[Bounding-box data]
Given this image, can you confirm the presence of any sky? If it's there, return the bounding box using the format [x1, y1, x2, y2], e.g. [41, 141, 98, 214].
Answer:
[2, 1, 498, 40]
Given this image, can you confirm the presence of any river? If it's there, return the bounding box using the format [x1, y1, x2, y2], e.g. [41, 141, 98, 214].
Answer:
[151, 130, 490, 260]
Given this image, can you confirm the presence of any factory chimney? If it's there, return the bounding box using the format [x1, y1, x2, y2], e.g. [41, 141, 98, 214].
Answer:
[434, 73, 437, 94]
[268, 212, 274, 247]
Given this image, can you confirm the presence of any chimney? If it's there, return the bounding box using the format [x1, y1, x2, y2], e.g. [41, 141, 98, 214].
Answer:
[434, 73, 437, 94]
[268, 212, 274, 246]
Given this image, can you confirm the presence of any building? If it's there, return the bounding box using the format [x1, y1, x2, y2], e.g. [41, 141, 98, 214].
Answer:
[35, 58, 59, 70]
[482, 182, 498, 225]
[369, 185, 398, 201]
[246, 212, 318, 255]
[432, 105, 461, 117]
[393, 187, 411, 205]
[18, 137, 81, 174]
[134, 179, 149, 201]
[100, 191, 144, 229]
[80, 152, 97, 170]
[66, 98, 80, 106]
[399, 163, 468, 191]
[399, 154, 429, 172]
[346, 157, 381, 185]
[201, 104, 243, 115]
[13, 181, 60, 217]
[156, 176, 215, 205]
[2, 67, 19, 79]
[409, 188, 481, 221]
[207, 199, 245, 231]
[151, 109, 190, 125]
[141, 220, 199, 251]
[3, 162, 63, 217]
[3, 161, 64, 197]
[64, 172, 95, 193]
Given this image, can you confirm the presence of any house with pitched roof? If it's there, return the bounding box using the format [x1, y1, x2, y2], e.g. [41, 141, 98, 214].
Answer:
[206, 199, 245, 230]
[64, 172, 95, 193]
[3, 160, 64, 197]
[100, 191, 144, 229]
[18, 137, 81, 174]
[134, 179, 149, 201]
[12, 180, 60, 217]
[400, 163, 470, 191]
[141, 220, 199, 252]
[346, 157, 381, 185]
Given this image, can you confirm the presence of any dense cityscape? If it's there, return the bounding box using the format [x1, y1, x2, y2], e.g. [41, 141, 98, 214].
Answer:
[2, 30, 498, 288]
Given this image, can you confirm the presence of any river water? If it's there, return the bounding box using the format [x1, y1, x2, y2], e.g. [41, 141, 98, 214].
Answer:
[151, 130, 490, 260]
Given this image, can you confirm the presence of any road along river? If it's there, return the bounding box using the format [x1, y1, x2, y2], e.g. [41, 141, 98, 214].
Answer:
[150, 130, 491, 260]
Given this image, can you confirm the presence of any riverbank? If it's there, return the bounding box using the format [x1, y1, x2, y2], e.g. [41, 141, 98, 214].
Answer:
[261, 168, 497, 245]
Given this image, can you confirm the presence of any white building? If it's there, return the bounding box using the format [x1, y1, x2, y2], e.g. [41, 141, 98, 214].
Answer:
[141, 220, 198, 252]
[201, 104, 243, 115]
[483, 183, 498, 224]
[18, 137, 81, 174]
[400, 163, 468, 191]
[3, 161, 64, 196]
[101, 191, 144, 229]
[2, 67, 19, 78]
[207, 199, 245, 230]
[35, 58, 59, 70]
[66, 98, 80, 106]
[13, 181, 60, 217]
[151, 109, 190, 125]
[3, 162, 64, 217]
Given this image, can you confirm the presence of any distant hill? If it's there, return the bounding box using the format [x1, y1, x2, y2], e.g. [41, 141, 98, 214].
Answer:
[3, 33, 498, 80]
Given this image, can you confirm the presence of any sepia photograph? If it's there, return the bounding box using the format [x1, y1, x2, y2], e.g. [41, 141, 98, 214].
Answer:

AIM
Transcribe the data above verbatim, line for line from start to finish.

EXERCISE OUTPUT
Given this image, can you confirm the presence of any sky? If it's there, return the bounding box using the format [x1, y1, x2, y2], e.g. [41, 141, 98, 214].
Answer:
[2, 1, 498, 40]
Given this image, can you confirm the presence of any river? If it's there, return the bounding box using the format [x1, y1, x2, y2], e.g. [41, 141, 98, 214].
Answer:
[151, 130, 490, 260]
Given this image, can you confirm the presence of any factory chimney? If it's there, return the bounding box using the format [x1, y1, x2, y2], e.g. [41, 141, 98, 214].
Answer:
[434, 73, 437, 94]
[268, 212, 274, 247]
Given this image, can you confirm the presence of any chimney? If it's there, return the bounding box using the format [x1, y1, x2, y2], e.g. [41, 141, 98, 214].
Answer:
[434, 73, 437, 94]
[268, 212, 274, 246]
Given this image, can you confirm the presence of any building? If it's there, return the bounding box using the format [x1, y1, x2, y2], e.g. [41, 141, 98, 214].
Answer:
[35, 58, 59, 70]
[482, 182, 498, 225]
[369, 185, 398, 201]
[246, 212, 318, 255]
[432, 105, 461, 117]
[393, 187, 411, 205]
[18, 137, 81, 174]
[134, 179, 149, 201]
[100, 191, 144, 229]
[80, 152, 97, 170]
[66, 98, 80, 106]
[399, 163, 468, 191]
[399, 154, 429, 172]
[346, 157, 381, 185]
[201, 104, 243, 115]
[13, 181, 60, 217]
[156, 176, 215, 205]
[2, 67, 19, 79]
[409, 188, 481, 221]
[207, 199, 245, 231]
[151, 109, 190, 125]
[141, 220, 199, 251]
[3, 162, 63, 217]
[3, 161, 64, 197]
[64, 172, 95, 193]
Given this image, can you confirm the presence of any house with pitched roof? If it's there, return the bounding box using the format [x1, y1, x2, y2], e.g. [41, 141, 98, 214].
Answer:
[206, 199, 245, 230]
[64, 172, 95, 193]
[3, 160, 64, 197]
[100, 191, 144, 229]
[18, 137, 81, 174]
[134, 179, 149, 201]
[12, 180, 60, 217]
[400, 163, 470, 191]
[141, 220, 199, 252]
[346, 157, 381, 185]
Given this image, can you confirm the presence of any dense cityscape? If it's there, return the bounding box using the format [x1, y1, x2, y2], e.g. [41, 141, 98, 214].
Answer:
[2, 30, 498, 288]
Given this image, can you confirm the presence of any river water? If it's there, return the bounding box using the format [x1, y1, x2, y2], e.g. [41, 141, 98, 214].
Answer:
[151, 130, 490, 260]
Given this image, can you confirm the presence of any road along river? If it's there, return the bounding box using the format [x1, y1, x2, y2], e.g. [41, 141, 98, 214].
Answer:
[150, 130, 491, 260]
Given this image, can you confirm the presence of any riverbank? If it's there, return the bounding box using the format [x1, y1, x2, y2], e.g. [41, 141, 98, 214].
Answer:
[261, 168, 497, 245]
Given this image, can you confirm the presence of any white building? If it's there, return the bounding box using the format [x1, y1, x2, y2], e.g. [41, 141, 98, 214].
Answer:
[141, 220, 198, 252]
[201, 104, 243, 115]
[483, 183, 498, 224]
[18, 137, 81, 174]
[400, 163, 468, 191]
[3, 161, 64, 196]
[101, 191, 144, 229]
[2, 67, 19, 78]
[207, 199, 245, 230]
[35, 58, 59, 70]
[66, 98, 80, 106]
[13, 181, 60, 217]
[151, 109, 190, 125]
[3, 162, 64, 217]
Given this image, can you confirm the presence of any distant hill? If it's there, return the bounding box using the format [x1, y1, x2, y2], e.g. [41, 141, 98, 214].
Answer:
[3, 33, 498, 80]
Given this image, can you confirm the presence of any sepia photograph? If it's there, return the bounding box using the format [x1, y1, x2, y2], e.g. [41, 141, 98, 214].
Answer:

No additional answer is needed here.